▼▼▼

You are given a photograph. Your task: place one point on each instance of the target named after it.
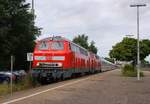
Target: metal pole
(33, 7)
(138, 43)
(11, 81)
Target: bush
(130, 71)
(26, 83)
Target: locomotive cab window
(43, 46)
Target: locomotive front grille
(51, 65)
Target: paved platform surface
(103, 88)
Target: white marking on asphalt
(25, 97)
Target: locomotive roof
(60, 38)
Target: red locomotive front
(59, 58)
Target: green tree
(126, 50)
(17, 32)
(82, 40)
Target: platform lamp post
(129, 36)
(32, 9)
(138, 45)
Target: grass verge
(27, 83)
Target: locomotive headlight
(61, 58)
(40, 58)
(37, 64)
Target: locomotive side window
(74, 48)
(57, 46)
(43, 46)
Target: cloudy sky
(104, 21)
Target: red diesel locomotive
(59, 58)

▲▲▲

Work task. Would you provide an exact, picture-free copy of the data above?

Answer for the task.
You are given a photograph. Your task: place one point on each instance of the target named after it.
Target: metal pole
(33, 7)
(138, 43)
(11, 81)
Target: bush
(130, 71)
(26, 83)
Target: locomotive cab window
(43, 46)
Target: locomotive front grille
(51, 65)
Target: paved platform surface
(103, 88)
Target: white marking on asphalt
(25, 97)
Target: locomotive roof
(60, 38)
Target: red locomotive front
(59, 58)
Target: green tree
(126, 50)
(17, 32)
(82, 40)
Target: platform lamp post
(129, 36)
(32, 9)
(138, 45)
Target: grass verge
(27, 83)
Target: locomotive headlight
(61, 58)
(40, 58)
(37, 64)
Target: locomotive side window
(74, 48)
(57, 46)
(43, 46)
Target: cloudy sky
(104, 21)
Target: red diesel locomotive
(59, 58)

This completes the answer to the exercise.